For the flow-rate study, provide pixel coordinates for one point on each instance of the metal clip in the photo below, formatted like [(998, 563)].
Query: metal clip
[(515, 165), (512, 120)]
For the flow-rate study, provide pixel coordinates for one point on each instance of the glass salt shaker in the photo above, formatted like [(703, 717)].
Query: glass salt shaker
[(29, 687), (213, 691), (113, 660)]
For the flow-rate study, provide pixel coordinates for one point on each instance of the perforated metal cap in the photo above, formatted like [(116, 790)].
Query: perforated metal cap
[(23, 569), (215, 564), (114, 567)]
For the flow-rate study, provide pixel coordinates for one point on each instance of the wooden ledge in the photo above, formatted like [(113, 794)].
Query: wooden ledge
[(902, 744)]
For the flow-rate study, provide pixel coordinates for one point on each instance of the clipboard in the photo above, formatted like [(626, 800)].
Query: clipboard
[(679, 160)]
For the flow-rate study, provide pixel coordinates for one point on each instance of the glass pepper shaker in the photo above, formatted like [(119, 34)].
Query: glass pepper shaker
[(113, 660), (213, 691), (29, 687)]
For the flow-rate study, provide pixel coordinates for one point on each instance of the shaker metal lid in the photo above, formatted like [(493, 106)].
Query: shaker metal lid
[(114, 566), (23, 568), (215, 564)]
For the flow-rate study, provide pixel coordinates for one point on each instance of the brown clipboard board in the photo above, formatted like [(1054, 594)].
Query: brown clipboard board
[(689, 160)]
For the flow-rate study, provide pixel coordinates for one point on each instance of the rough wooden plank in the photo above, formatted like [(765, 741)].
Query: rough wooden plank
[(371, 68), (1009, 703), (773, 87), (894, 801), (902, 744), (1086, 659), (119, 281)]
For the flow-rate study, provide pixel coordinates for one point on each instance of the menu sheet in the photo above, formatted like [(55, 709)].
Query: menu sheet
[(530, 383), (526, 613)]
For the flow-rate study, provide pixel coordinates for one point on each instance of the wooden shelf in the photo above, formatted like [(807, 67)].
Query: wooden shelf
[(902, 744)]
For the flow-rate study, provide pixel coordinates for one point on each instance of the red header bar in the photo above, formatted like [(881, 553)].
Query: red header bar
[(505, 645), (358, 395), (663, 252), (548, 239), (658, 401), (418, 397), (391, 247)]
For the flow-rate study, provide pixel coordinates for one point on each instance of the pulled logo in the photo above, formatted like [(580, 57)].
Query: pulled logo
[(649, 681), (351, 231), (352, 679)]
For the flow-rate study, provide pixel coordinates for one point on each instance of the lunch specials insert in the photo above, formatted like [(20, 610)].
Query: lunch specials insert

- - - - -

What to produce ▸ Now output the listing above, exactly as it appears.

Result below ▸
For the flow-rate study, provide pixel coordinates for one point on each instance of the metal clip in the photo below, formatted like [(998, 563)].
Query: metal clip
[(515, 165), (512, 120)]
For the flow-rate study, provide pixel coordinates for one point on each instance of the glass salt shaker in the photo above, formatted like [(703, 717)].
Query: glass salt shaker
[(29, 687), (213, 691), (113, 660)]
For the flow-rate study, provide pixel coordinates for one point on each instance of the perforated metal cap in the photo above, formatted like [(116, 790)].
Query: perforated metal cap
[(23, 569), (215, 564), (114, 567)]
For the flow-rate study, provide pixel coordinates for one point on each instance of the wooden ledge in the photo above, formatted like [(113, 794)].
Query: wooden ledge
[(902, 744)]
For the flow-rate study, provide pixel coordinates for one point on each instance of the clipboard in the photo above, formatted like [(626, 800)].
Query: clipboard
[(679, 160)]
For the flow-rate study, provide pixel coordinates for one point on each instance of the glass pepper shaker in the photo above, formatted like [(119, 34)].
Query: glass pepper shaker
[(113, 660), (213, 691), (29, 687)]
For the flow-rate study, provide pixel coordinates for one point on each instance of the shaker metal lid in the photo above, formatted like [(493, 106)].
Query: shaker metal lid
[(114, 566), (23, 568), (215, 564)]
For the flow-rate study, provide pixel coordinates for one point on each instance of the brown clipboard board in the photo above, formatted like [(1054, 594)].
Query: brown clipboard board
[(689, 160)]
For the flow-rate study, provide pixel coordinates for one point on each instance of the rough wooden plank in the photo above, formatted like [(765, 741)].
Query: rough wooden plank
[(371, 68), (1009, 703), (773, 87), (894, 801), (902, 744), (1086, 659), (119, 281)]
For the flow-rate study, provide pixel coordinates for one point on each instance of the menu sheet in the photo above, formatted like [(55, 709)].
Query: menu sheet
[(530, 383), (526, 613)]
For the flow-rate study, provide pixel coordinates for one point on each instance of the wooden shelf in the photo above, formatted like [(807, 67)].
Query: wooden shelf
[(902, 744)]
For the flow-rate study, provide pixel coordinates for one point on each instance of the red header bar in the photo above, formatted like [(881, 553)].
Query: red header bar
[(505, 645), (358, 395), (663, 252), (548, 239), (658, 401), (418, 397), (391, 247)]
For the flow-rate study, provide pixel coordinates for one point on each instance of the pulled logo in the photo above, formatted like [(580, 57)].
Query: pulled logo
[(649, 681), (351, 231), (352, 679)]
For the flow-rate study, provide pixel coordinates for one point on each instance of the lunch specials insert in the photo above, formatted like [(20, 610)].
Query: lunch specials insert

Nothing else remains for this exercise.